Region labeling items:

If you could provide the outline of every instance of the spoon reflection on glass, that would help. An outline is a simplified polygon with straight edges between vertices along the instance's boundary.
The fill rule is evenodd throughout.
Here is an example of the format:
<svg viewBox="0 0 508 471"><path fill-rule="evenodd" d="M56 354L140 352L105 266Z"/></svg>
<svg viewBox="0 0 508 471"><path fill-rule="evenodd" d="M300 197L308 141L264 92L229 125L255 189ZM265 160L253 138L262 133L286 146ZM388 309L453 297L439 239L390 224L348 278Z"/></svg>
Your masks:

_Exercise details_
Repeat every line of the items above word for word, with no changes.

_Result of the exercise_
If you could provide the outline of every instance of the spoon reflection on glass, that would help. An outline is a simplified polygon with straight edges between vertices along the instance's boundary.
The fill rule is evenodd throughout.
Here is an example of the format:
<svg viewBox="0 0 508 471"><path fill-rule="evenodd" d="M56 354L140 352L105 266Z"/></svg>
<svg viewBox="0 0 508 471"><path fill-rule="evenodd" d="M300 197L308 141L264 92L229 125L255 189ZM265 160L253 138L262 133L286 146ZM388 309L453 297L439 239L390 224L348 278Z"/></svg>
Your masks:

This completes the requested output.